_TASK BRIEF_
Could you return each entry below exactly as written, minus any pictures?
*** INPUT DATA ***
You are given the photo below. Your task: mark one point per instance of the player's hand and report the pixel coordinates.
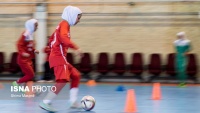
(36, 51)
(25, 54)
(79, 53)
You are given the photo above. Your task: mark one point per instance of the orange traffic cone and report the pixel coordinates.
(130, 105)
(156, 92)
(91, 83)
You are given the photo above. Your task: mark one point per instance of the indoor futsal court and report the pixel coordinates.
(113, 98)
(132, 56)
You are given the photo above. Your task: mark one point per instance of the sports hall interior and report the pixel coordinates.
(123, 40)
(129, 54)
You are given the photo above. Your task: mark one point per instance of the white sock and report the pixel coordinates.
(73, 94)
(49, 97)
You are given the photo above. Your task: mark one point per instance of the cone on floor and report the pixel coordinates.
(130, 105)
(91, 83)
(120, 88)
(156, 92)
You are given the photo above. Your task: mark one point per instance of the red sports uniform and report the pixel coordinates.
(60, 42)
(25, 45)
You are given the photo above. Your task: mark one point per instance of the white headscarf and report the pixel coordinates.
(30, 26)
(70, 14)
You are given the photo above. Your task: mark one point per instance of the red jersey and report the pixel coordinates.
(25, 45)
(47, 50)
(59, 43)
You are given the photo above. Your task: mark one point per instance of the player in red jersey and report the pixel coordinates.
(60, 42)
(26, 52)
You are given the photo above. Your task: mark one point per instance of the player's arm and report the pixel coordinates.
(64, 38)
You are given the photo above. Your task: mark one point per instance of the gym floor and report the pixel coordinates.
(110, 100)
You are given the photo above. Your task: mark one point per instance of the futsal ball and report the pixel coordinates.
(88, 102)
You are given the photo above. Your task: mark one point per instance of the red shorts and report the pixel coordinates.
(65, 72)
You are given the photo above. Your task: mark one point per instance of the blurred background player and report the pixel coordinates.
(182, 46)
(48, 72)
(26, 52)
(60, 42)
*** End of INPUT DATA ***
_TASK RESPONSE_
You are given the photo below. Your task: mark one point per instance of the player's hand and report the pixel coordinates.
(36, 51)
(25, 54)
(79, 53)
You are given the photo above. Your task: mark one point per instance of the orange traffic cone and report the pixel coordinates.
(130, 105)
(156, 92)
(91, 83)
You are given the photo above. Your task: mark one point per instance of the indoor futsal court and report the pixel coordinates.
(113, 98)
(132, 56)
You are given the photo above. Your task: mark one point per instance of the sports hall interior and report the pixel coordinates.
(123, 40)
(129, 54)
You are given the photo above. Your task: mark one point per instance of the white sock and report the pixel coordinates.
(73, 94)
(49, 97)
You are given the photo above. Your task: mark one point per instance of the cone on floor and report the pixel coordinates.
(130, 105)
(91, 83)
(120, 88)
(156, 92)
You are given the photo above. Your task: mark one point per instance of the red sports uniform and report the pixel coordinates.
(60, 42)
(25, 45)
You are given the photo above. Your task: mark one point per instance of the white headscarf and report the pixel coordinates.
(30, 26)
(70, 14)
You are given the photo above. Your task: mark one point per instance of the red jersey and report the pixel coordinates.
(25, 45)
(47, 50)
(59, 43)
You are given the photo above. Your task: mark one point per instance of the player in red jersey and report the pixel coordinates.
(60, 42)
(26, 52)
You are given the photo above. Your task: mark one point per instance of the player's arm and report the pixel coordinates.
(64, 38)
You are given the photo above. Your task: mark one point per instance of the gym floor and report the pixel coordinates.
(110, 100)
You are given the photo above. Your task: mark one point per instance of the futsal ball and report the pixel coordinates.
(88, 102)
You are given the photo above. Your task: mark one point per instance of the red shorts and report the pixel coordinates.
(65, 72)
You are given the photo above. Your task: mark one point per instance of the blurred background player and report the pixel coordinates.
(182, 46)
(48, 72)
(26, 52)
(60, 42)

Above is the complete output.